[SOURCE PASSAGE]
╭──

# I want the Hindi megapack---should I do it?



## msdizzydolores (Apr 5, 2008)

For the past two years I've been struggling with my decision to get Dish or DTv.
In the past, Dish had more Hindi channels in their MegaPack (Which I noticed has shrunken considerably) then DTv had.

Another reason for the stall was because of Star Plus and Star One. Now that Dish has Star, I want to cancel my digital cable through Comcast, but I just got a great deal with their best package including 3 premiums channels for $40/month all because I cancelled my subscription to Bollywood on Demand.

I am hesitant about getting Dish because it seems sooooo much more expensive then cable, but I really love Bollywood movies and look forward to watching Shah Rukh Khan on his new game show, and hopefully KBC4 this summer.

I really want more Indian movies and shows (I am not SouthAsian-I'm african american) but right now the money factor is holding me back.

Any ideas how to get a great package that will not be over at least $80/month? I realllllllly want this...but why is it so darn expensive?

Also, I'm concerned about rain and snow. Will they be issues? I've never had an outage with my digital cable and I would hate to be watching something or Shah Rukh and the satellite goes out :lol:


----------



## Chandu (Oct 3, 2005)

Is Hindi programming the only thing you care about? Do you also care about other American mainstream programming?

╰──

[SET TASKS]
a - In the forum thread about the Hindi megapack, what monthly price does the first poster pay Comcast for the package that includes 3 premium channels?
b - Continue the forum thread about the Hindi megapack from its last sentence.

[Named object pointing entries]
╭──

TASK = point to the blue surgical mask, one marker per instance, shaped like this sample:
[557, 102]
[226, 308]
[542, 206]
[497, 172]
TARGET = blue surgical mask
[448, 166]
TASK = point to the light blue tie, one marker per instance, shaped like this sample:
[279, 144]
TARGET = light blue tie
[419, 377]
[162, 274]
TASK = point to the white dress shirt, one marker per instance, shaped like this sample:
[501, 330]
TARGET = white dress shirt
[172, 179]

╰──
╭──

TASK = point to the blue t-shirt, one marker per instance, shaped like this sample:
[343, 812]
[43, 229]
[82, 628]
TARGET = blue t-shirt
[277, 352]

╰──

[ANSWERS]
a - $40 a month.

b -
If not, you could get the cheapest DISH tier called DISH Family and add Hindi programming on top of it. Similary with DirecTV, you can get their cheapest tier which is called DirecTV Basic and add the Hindi tier on top of it. It would definitely fit within your $80 budget. Now, if you're also talking about subscribing to lots of other mainstream American tiers, the costs do keep going up.


----------



## msdizzydolores (Apr 5, 2008)

I want my local stations and certain cable stations I really like, but they are not as important to me then the Hindi channels!

I have to go back and check the DISH Family package.


----------



## msdizzydolores (Apr 5, 2008)

Hello? Still need help with this.


----------



## jclewter79 (Jan 8, 2008)

Looks like to me, the Hindi megapack is $54.99 a month Dish family is 19.99. That equals 74.98 plus tax. Add locals and you get 79.98 plus tax. After the taxes you are at a hair above 80 dollars per month. Looks like that is as close as you are gonna get to $80 per month also remember to add another $5.98 if you want a DVR.


----------



## Chandu (Oct 3, 2005)

msdizzydolores said:


> Hello? Still need help with this.


You mean you need to help yourself by going back and checking the DISH Family package?


----------



## msdizzydolores (Apr 5, 2008)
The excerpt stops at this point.